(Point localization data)
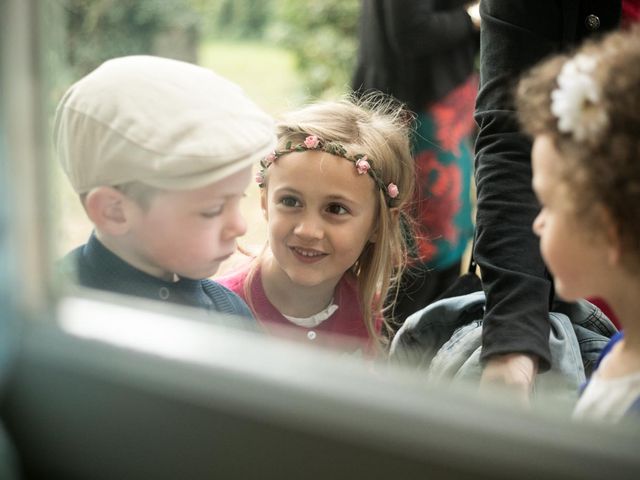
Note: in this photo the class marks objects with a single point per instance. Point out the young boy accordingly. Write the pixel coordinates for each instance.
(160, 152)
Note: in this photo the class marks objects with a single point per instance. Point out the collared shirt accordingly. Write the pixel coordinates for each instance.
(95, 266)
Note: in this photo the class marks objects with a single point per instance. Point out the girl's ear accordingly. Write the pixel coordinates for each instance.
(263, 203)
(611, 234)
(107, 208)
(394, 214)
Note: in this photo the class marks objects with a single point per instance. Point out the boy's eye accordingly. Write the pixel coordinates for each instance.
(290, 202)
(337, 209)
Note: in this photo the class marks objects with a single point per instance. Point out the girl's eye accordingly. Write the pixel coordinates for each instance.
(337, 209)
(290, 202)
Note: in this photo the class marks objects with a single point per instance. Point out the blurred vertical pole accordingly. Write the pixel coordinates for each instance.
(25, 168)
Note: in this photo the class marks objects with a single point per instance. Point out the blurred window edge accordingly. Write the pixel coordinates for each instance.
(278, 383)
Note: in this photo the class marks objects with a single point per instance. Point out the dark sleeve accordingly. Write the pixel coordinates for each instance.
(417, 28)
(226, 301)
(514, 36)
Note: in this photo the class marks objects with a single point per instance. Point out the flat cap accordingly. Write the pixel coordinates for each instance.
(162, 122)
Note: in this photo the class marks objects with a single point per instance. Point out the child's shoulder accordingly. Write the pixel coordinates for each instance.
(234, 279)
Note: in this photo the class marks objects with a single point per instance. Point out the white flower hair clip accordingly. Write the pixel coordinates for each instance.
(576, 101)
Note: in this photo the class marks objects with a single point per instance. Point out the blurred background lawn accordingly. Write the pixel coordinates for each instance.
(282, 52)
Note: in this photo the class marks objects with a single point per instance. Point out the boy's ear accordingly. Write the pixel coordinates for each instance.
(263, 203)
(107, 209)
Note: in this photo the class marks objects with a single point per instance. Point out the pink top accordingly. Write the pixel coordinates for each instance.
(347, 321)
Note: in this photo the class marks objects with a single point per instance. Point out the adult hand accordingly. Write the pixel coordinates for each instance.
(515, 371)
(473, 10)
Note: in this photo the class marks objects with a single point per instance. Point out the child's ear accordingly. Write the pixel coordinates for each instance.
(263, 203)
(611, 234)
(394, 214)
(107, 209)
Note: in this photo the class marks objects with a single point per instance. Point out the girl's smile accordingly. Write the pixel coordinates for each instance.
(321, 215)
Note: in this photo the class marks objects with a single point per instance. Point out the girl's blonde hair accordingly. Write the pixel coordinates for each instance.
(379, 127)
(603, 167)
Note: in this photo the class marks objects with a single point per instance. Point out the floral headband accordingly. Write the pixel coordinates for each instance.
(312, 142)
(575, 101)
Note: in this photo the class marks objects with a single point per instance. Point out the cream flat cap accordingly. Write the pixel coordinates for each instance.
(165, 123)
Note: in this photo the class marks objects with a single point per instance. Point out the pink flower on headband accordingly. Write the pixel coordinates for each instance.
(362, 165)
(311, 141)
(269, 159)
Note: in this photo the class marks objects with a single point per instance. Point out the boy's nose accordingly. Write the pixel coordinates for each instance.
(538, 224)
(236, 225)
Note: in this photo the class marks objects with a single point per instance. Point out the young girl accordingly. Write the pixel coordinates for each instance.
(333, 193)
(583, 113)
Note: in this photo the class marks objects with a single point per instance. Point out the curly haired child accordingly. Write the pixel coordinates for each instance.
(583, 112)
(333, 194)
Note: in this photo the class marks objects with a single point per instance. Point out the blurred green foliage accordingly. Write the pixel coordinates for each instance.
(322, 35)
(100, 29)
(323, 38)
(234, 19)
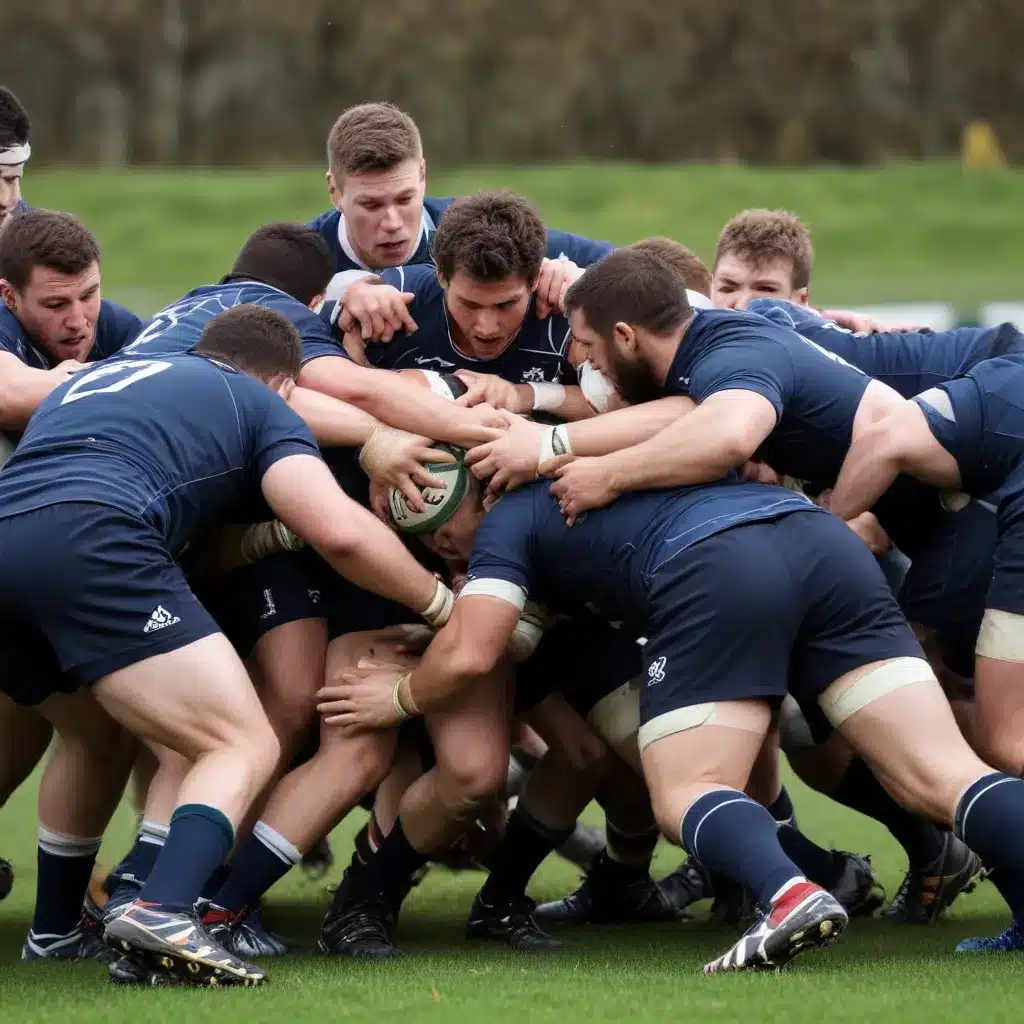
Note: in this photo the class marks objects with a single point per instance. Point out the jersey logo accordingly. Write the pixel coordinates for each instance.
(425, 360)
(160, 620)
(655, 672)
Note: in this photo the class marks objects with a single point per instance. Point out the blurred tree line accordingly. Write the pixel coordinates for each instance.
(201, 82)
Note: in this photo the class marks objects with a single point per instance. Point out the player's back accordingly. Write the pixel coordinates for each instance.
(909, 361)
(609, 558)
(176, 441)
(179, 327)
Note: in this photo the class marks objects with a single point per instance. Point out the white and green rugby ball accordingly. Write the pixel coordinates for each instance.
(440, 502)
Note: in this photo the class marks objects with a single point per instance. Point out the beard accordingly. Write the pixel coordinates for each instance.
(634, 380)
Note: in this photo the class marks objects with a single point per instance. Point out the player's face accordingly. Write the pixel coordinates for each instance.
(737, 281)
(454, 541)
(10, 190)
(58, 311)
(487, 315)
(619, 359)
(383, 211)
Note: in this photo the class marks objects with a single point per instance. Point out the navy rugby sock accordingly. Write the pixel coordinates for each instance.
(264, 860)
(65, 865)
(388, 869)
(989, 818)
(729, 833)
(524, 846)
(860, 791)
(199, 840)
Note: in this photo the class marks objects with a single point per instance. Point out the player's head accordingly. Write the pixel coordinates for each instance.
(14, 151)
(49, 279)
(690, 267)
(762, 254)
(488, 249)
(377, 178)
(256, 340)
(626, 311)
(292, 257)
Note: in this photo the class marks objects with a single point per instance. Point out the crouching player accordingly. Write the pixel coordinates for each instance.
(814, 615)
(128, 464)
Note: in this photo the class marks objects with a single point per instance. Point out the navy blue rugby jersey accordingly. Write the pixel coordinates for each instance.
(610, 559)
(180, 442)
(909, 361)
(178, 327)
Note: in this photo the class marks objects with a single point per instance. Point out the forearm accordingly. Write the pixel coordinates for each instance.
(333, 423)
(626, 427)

- _Task requirements_:
Write out, word for word, the line containing "out the forearm" and all the lines after it in the entries above, and nothing more.

- _Written response_:
Note: in this photo the class marks objects with a single point per instance. Point out the forearm accordingly. Write the pixel coordinates for each instance.
(333, 423)
(626, 427)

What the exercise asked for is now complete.